List each line of the material below that contains the word "motor", copying every such line in full.

----- RECORDS SHOWN -----

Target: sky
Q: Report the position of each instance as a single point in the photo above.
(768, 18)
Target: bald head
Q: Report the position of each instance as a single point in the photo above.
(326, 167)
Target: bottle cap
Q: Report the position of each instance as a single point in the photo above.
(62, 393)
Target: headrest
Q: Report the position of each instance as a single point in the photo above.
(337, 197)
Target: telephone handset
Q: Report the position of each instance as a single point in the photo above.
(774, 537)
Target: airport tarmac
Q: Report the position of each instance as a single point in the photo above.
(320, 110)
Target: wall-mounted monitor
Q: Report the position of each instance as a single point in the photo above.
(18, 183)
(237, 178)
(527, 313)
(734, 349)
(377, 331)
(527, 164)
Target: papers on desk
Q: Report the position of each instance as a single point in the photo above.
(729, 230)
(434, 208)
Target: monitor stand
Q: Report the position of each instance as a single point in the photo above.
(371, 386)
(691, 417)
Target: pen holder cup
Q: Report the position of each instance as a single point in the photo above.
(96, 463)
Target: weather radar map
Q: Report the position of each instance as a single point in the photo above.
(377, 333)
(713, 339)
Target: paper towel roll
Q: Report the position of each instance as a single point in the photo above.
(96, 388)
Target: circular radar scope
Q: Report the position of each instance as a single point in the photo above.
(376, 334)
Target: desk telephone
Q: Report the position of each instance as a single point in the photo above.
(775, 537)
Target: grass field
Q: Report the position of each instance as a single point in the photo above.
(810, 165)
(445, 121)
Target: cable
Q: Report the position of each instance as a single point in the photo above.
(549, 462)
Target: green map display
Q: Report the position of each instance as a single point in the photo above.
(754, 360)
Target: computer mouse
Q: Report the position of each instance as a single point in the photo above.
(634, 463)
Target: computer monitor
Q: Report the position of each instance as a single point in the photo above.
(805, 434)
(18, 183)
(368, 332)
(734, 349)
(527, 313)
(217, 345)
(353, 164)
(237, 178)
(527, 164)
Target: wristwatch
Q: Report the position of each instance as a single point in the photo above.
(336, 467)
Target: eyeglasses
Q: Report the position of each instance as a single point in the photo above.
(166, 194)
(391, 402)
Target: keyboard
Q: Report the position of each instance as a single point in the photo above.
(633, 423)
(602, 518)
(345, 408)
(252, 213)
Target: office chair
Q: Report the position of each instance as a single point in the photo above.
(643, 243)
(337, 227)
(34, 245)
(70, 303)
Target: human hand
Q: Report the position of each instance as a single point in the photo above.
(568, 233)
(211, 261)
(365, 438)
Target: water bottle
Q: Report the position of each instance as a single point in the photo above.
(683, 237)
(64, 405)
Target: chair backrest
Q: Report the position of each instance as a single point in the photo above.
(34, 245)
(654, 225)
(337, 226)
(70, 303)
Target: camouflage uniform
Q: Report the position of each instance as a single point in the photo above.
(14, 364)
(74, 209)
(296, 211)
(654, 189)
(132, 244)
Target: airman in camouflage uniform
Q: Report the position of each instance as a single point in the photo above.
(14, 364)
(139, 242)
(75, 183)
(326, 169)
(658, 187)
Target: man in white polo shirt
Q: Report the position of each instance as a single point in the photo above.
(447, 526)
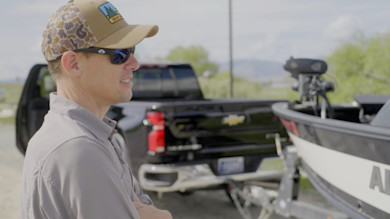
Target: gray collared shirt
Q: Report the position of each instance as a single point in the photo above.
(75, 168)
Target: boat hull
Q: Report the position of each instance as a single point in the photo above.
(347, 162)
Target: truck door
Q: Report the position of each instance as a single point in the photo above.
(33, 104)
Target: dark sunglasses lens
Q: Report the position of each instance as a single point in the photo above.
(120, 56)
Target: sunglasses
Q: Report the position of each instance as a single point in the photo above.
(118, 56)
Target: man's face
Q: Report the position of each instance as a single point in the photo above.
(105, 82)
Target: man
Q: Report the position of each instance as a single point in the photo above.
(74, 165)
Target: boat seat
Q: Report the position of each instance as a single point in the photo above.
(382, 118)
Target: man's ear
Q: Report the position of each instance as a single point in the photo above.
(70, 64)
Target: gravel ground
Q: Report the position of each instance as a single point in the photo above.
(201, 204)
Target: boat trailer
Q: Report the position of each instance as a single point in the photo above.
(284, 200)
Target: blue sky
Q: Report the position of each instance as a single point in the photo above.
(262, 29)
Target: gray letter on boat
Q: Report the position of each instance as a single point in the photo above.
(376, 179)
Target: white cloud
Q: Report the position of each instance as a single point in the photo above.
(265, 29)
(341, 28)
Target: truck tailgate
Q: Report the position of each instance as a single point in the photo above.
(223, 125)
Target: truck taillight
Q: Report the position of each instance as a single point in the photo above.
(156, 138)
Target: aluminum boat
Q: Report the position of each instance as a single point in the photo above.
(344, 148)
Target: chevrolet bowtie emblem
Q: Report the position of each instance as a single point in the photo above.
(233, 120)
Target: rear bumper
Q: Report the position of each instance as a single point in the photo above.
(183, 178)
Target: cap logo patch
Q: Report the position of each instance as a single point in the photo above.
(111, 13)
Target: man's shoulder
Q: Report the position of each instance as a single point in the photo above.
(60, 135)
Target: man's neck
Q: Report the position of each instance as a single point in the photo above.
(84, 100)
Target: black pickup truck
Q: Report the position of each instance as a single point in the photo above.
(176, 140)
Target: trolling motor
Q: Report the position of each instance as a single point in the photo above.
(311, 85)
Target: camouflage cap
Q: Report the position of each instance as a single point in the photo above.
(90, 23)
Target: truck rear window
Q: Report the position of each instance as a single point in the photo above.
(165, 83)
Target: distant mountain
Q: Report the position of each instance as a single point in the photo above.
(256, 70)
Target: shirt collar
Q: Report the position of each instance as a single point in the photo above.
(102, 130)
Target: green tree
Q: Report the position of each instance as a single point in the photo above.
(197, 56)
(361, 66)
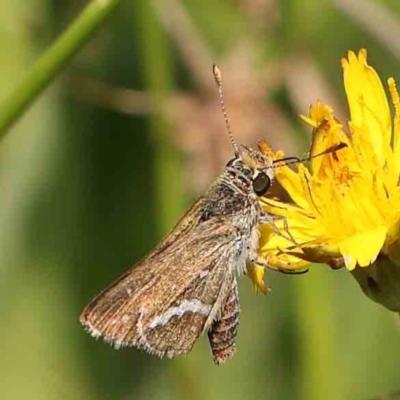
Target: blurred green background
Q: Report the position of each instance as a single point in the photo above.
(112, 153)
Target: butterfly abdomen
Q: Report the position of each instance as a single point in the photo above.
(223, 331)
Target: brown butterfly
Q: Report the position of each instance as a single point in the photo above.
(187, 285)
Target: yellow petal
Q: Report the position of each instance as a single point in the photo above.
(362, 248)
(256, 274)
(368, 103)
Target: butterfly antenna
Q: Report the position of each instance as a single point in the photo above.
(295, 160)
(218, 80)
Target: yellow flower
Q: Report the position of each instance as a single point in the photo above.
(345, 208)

-----
----- RECORDS SHOWN -----

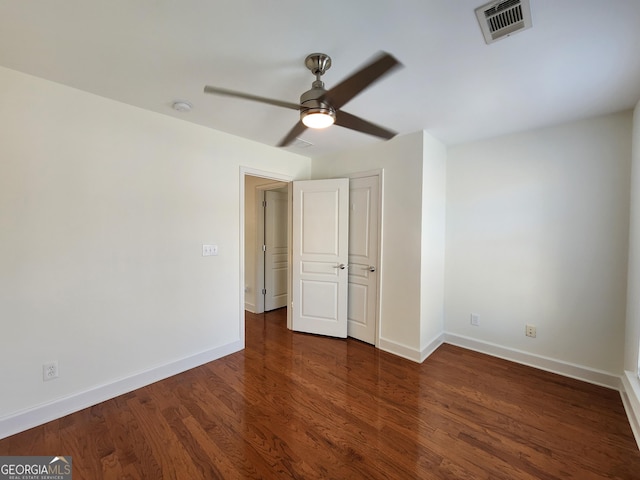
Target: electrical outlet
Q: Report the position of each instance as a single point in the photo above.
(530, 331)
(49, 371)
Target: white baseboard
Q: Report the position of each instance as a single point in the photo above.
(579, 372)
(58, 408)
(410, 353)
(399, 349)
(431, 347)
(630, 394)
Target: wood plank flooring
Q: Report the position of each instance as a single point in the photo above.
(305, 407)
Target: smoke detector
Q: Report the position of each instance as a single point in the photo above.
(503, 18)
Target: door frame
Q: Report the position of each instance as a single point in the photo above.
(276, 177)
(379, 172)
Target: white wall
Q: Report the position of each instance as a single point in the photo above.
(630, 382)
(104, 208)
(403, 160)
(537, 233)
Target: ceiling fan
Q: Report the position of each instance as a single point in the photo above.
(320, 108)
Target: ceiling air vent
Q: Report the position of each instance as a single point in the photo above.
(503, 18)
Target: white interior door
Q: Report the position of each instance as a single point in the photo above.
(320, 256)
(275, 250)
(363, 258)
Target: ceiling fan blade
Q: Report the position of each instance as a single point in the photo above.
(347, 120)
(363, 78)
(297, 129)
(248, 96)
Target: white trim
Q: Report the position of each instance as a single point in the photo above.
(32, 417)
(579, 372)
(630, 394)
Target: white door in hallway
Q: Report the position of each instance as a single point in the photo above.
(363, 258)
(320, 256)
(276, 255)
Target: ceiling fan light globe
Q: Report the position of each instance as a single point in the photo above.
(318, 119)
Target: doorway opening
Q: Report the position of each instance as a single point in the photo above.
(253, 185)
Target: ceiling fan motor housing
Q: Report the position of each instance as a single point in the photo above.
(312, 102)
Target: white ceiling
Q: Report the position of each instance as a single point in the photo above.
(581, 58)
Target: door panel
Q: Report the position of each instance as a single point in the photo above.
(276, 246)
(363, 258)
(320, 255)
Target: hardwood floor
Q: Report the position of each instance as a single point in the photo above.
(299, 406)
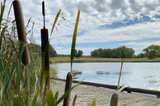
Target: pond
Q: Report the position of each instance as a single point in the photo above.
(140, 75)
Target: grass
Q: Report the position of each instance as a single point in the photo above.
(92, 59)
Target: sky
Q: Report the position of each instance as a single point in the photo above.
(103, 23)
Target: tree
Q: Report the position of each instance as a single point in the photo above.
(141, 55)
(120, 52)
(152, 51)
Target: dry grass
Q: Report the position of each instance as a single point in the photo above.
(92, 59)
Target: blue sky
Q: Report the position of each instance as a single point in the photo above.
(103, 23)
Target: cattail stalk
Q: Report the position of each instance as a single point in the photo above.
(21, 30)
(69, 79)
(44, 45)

-----

• TASK SOLUTION:
Target: trolling motor
Target: ceiling fan motor housing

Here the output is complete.